# CHALLENGE:
Pull out each line of the listing below that contains the word "every".

□ □ □ □ □

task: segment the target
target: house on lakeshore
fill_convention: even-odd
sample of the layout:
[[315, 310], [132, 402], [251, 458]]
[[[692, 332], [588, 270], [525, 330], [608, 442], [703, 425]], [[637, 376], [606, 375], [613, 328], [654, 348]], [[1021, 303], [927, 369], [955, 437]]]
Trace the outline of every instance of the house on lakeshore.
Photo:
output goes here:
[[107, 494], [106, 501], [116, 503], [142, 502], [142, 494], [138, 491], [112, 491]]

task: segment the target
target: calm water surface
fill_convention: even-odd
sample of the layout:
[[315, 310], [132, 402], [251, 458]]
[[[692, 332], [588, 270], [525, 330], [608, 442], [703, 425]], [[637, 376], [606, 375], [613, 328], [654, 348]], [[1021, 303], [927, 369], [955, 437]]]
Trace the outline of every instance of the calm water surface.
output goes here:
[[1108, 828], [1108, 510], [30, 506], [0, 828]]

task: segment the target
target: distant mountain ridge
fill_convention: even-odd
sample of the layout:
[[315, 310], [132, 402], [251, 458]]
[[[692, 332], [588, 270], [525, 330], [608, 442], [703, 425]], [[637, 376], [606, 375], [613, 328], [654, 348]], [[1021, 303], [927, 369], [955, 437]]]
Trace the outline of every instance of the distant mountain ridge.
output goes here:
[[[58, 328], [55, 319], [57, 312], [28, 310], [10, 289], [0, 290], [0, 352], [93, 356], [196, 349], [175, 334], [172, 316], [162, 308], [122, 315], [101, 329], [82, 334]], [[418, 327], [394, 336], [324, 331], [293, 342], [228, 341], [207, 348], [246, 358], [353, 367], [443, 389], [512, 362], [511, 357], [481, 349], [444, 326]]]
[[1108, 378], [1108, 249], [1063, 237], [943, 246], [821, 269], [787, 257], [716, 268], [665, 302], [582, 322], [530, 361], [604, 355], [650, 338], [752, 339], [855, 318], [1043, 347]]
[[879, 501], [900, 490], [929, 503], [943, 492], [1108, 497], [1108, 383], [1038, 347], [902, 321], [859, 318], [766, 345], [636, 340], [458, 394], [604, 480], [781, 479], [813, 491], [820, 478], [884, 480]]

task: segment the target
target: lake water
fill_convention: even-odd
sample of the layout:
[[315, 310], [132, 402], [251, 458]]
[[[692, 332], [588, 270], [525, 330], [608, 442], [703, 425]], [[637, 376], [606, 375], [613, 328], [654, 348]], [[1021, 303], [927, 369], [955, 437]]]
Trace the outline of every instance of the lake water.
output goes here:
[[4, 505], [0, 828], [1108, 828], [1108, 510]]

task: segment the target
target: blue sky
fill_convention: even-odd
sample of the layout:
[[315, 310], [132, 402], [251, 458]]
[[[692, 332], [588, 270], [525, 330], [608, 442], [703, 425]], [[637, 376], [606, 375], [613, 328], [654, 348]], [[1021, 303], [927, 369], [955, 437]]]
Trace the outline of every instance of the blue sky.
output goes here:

□ □ □ □ □

# ANSWER TO THE TASK:
Trace the outline of every instance of the house on lakeshore.
Trace the outline of every instance of the calm water surface.
Trace the outline of every instance of the distant mountain ridge.
Trace the outline of every instance of the lake water.
Trace the outline of every instance of the blue sky.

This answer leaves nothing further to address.